*** Exercise materials
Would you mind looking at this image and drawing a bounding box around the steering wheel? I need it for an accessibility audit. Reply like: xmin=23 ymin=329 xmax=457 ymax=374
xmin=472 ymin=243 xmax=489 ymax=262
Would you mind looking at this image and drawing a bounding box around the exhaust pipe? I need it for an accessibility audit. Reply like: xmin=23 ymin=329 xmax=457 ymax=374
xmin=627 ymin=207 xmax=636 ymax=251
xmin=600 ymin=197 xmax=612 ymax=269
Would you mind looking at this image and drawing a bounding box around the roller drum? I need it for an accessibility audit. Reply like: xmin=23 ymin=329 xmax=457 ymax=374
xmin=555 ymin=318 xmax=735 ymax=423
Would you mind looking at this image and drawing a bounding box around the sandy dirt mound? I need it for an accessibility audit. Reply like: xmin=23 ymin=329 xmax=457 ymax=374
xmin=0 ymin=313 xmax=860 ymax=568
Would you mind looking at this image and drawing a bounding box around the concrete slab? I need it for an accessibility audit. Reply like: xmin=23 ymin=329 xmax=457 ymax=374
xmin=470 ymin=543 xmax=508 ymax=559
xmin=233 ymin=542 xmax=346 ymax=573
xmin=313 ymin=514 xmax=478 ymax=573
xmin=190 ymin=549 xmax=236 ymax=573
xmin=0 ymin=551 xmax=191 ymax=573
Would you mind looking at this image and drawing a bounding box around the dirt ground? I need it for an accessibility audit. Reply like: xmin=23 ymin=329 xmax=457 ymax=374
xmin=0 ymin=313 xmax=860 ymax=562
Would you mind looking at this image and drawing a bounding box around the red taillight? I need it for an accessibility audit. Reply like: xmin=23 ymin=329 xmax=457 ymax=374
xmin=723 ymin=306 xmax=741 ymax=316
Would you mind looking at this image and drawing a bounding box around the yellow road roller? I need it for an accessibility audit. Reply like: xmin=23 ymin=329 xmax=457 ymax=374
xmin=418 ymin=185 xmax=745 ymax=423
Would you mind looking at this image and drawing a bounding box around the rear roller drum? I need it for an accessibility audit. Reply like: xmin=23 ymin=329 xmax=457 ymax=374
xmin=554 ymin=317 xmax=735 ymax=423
******
*** Exercise materials
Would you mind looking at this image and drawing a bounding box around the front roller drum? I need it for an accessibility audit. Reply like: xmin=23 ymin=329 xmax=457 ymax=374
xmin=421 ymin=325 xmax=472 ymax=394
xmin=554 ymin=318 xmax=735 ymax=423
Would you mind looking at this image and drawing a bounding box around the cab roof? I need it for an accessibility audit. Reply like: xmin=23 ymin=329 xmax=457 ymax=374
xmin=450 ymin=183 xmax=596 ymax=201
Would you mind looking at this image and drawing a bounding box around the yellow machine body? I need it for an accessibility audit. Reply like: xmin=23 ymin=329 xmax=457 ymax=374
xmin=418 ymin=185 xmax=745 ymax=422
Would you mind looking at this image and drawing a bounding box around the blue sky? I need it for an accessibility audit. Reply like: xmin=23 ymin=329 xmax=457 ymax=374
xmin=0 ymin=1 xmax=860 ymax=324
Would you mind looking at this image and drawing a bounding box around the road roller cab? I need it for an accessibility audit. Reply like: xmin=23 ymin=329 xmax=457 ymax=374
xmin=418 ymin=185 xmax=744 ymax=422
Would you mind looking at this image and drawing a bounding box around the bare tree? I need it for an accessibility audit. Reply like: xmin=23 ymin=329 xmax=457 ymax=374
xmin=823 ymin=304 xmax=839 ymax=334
******
Update the data starting at the line that contains "around the dirt" and ending at the line that contains "xmin=554 ymin=317 xmax=735 ymax=423", swapping "red taillight" for "rear taillight" and keeping everything else unchanged.

Would you mind looking at this image and drawing a bounding box around the dirt ground? I need it for an accessibility audit. Reply like: xmin=23 ymin=329 xmax=457 ymax=374
xmin=0 ymin=313 xmax=860 ymax=562
Would you mind looking at this image and drawing a bounding box around the rear taillight? I need it for an accessibility audit. Reply like: xmin=23 ymin=329 xmax=457 ymax=374
xmin=723 ymin=306 xmax=741 ymax=316
Would you mind looking at this image and drawing a bounding box around the yellow road roller? I need it for an accessibility audit. Reply like: xmin=23 ymin=329 xmax=457 ymax=374
xmin=418 ymin=185 xmax=745 ymax=423
Would you mind looking at this image and drawing a bounding box around the rear roller drum? I need it for an accessibility audit. Reply like: xmin=23 ymin=329 xmax=457 ymax=374
xmin=554 ymin=317 xmax=735 ymax=423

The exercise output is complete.